--- begin EXTRACTED INFORMATION ---

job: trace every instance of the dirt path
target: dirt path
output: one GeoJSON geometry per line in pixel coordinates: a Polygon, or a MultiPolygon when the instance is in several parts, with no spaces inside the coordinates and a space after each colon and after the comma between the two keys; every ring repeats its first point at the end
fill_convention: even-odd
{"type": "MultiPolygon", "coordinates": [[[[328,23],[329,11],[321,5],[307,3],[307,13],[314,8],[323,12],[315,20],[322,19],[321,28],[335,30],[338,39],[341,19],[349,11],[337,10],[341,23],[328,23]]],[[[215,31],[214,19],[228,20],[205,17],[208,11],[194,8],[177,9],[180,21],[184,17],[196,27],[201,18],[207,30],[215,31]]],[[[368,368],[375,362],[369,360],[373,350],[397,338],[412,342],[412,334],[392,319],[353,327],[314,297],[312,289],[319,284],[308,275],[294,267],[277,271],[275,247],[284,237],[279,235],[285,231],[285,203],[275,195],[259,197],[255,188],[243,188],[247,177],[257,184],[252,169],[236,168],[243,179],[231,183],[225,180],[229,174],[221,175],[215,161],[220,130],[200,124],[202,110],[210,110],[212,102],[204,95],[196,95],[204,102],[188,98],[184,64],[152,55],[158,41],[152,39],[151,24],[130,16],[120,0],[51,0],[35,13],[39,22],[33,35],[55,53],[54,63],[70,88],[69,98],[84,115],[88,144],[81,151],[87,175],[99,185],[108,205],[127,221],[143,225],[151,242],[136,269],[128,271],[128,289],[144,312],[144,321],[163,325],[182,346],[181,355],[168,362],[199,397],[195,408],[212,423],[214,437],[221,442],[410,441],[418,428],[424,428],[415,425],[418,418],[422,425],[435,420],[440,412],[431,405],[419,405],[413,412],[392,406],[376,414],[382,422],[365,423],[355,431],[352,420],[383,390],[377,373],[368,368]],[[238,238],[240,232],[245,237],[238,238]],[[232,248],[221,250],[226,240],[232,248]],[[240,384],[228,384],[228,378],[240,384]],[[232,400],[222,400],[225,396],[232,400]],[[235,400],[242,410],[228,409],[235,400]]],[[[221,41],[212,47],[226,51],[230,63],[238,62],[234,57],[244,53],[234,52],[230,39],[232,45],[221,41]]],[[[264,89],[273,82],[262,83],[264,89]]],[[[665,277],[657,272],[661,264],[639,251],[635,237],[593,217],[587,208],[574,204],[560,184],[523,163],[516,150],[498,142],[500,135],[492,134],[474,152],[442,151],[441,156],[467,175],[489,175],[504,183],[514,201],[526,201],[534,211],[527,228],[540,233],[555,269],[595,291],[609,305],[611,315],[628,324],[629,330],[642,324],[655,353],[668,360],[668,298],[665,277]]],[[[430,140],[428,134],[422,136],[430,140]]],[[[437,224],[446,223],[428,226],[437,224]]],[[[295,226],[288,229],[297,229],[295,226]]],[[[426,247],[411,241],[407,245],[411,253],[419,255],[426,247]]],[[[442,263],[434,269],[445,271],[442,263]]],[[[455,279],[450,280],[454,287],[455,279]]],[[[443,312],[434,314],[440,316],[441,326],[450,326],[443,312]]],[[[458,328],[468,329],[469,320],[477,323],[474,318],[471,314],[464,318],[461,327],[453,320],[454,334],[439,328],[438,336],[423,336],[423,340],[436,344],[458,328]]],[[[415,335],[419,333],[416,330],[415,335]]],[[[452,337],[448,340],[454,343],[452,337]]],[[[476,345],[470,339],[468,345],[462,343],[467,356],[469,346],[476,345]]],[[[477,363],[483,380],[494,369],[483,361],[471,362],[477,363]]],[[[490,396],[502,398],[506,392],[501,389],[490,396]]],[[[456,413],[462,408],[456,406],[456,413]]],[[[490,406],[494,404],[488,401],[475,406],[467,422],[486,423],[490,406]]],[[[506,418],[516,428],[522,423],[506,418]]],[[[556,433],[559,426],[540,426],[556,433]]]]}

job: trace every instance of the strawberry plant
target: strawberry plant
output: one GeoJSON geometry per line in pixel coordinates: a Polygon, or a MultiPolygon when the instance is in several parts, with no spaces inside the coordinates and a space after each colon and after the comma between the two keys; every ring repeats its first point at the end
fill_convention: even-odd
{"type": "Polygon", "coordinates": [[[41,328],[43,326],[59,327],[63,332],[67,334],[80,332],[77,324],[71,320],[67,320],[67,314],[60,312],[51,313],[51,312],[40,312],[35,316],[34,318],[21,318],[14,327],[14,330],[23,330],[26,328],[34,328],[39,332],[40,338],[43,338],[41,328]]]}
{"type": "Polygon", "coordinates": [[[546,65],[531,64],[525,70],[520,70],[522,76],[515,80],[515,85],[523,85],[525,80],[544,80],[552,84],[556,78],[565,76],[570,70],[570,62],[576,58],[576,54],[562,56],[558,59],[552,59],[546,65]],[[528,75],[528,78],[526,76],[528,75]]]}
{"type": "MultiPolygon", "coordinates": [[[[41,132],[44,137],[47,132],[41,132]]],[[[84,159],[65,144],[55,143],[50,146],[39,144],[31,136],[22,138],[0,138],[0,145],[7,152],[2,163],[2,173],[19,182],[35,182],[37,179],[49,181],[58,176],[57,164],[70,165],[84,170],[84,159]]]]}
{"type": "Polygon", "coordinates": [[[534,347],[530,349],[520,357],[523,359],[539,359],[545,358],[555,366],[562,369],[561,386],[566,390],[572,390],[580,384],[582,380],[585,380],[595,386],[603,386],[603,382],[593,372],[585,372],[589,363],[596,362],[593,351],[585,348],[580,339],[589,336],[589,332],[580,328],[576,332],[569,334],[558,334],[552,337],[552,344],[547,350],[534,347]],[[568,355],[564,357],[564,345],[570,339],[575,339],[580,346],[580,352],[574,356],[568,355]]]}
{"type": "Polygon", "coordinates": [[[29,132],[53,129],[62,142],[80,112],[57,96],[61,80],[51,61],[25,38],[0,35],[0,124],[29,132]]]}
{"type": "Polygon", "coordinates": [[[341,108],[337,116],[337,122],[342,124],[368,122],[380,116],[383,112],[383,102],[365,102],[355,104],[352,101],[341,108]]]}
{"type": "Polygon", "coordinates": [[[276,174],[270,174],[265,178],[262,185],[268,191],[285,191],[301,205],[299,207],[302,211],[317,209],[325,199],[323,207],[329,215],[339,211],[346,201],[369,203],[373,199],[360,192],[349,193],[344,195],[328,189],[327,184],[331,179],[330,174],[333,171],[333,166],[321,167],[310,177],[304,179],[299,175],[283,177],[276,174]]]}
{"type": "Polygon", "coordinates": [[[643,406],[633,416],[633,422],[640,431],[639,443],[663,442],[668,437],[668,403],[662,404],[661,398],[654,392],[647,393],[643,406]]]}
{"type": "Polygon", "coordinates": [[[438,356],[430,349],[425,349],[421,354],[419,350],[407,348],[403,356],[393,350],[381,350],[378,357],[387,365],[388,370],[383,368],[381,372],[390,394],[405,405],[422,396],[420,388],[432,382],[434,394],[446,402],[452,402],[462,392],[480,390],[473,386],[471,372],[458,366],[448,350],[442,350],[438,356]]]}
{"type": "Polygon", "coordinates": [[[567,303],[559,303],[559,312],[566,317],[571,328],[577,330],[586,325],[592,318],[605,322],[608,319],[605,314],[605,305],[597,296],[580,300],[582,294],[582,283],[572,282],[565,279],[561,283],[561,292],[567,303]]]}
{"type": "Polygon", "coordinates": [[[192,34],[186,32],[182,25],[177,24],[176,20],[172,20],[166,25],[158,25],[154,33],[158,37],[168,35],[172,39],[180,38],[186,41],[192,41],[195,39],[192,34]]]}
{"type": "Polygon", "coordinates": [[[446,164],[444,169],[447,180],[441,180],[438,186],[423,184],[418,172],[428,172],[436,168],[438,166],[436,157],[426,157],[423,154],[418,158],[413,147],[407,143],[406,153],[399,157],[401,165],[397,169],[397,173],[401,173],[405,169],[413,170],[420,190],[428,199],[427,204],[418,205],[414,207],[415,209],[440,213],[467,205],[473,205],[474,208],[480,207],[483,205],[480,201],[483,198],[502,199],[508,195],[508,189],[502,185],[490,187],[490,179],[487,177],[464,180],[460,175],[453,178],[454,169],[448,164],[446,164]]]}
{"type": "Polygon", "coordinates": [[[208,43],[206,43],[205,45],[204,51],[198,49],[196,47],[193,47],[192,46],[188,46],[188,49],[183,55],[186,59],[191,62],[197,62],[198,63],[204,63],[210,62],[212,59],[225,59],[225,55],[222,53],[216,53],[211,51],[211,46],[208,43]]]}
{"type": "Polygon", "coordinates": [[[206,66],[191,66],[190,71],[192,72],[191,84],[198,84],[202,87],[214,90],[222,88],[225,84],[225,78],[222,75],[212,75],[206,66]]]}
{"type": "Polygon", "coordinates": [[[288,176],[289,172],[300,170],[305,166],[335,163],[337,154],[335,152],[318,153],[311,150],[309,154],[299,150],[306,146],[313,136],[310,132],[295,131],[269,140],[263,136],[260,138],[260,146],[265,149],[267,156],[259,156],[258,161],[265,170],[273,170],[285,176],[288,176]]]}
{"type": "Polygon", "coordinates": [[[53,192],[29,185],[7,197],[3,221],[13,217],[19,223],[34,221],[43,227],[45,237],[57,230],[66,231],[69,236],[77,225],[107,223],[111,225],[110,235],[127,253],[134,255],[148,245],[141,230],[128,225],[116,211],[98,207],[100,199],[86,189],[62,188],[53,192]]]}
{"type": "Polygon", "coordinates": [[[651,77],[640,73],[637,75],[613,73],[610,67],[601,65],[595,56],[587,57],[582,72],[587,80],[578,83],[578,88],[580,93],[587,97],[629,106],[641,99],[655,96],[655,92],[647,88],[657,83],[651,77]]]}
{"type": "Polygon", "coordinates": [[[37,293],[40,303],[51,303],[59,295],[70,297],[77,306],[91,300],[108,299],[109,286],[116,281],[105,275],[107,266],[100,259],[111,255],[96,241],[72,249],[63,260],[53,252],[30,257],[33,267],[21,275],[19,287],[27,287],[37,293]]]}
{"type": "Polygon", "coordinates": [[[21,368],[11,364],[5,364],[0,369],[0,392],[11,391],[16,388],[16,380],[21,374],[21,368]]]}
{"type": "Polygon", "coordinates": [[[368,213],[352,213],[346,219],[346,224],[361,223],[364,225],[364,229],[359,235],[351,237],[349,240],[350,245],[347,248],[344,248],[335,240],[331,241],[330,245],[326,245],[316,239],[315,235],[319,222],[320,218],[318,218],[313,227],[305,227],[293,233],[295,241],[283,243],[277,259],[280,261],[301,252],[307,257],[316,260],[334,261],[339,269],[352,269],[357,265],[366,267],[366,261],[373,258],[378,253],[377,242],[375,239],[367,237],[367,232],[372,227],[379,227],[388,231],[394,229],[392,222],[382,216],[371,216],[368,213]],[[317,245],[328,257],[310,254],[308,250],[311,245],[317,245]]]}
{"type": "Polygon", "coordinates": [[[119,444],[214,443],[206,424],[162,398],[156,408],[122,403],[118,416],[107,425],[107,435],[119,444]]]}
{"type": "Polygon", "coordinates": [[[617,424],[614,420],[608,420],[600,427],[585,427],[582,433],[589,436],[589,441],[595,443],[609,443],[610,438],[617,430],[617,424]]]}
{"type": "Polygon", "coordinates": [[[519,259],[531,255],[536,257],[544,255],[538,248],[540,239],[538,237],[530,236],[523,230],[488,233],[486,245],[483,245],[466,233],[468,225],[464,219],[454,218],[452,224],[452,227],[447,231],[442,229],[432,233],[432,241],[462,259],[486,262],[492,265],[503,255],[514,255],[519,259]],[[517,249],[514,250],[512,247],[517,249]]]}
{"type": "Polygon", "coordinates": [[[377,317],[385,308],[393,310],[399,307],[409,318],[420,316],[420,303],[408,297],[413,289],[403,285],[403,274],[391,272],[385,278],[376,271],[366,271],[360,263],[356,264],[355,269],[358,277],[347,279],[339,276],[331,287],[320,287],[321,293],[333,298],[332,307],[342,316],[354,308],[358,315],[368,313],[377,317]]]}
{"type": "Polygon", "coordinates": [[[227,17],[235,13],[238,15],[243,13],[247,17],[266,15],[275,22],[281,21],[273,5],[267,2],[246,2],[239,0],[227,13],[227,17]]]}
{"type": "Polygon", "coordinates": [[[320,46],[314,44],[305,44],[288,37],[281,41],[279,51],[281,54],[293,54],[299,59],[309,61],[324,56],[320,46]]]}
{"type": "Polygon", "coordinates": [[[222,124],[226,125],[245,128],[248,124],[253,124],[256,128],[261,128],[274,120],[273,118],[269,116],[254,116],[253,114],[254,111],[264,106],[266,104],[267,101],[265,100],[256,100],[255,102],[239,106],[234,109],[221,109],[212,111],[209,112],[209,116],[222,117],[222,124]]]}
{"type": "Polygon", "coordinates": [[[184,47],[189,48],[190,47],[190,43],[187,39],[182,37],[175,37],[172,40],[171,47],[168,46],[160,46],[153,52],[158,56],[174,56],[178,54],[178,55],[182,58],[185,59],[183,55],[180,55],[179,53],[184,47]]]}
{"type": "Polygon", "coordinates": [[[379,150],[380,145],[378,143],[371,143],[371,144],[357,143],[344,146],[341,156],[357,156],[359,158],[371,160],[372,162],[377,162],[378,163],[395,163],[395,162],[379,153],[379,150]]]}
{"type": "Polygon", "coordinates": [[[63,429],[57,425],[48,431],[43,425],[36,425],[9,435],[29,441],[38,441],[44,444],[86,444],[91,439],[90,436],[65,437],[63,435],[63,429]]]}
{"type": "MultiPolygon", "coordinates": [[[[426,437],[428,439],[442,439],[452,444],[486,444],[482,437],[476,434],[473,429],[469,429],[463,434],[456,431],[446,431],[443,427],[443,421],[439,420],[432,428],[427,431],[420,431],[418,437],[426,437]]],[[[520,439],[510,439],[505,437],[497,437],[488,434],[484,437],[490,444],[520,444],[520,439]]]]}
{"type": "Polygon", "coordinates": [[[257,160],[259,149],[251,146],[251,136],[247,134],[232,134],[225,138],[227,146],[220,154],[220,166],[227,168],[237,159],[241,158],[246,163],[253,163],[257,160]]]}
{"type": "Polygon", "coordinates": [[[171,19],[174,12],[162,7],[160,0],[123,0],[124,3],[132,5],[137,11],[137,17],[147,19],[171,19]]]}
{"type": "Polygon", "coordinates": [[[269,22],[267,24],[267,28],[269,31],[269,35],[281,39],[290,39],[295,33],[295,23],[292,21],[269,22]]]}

--- end EXTRACTED INFORMATION ---

§ **BRIEF**
Update the listing lines starting with the line that contains "job: trace every instance of the strawberry" and going on through the line that contains "target: strawberry plant", changing "strawberry plant" to "raspberry bush" and leaving everything else unchanged. Return only those lines.

§ **OUTPUT**
job: trace every instance of the raspberry bush
target: raspberry bush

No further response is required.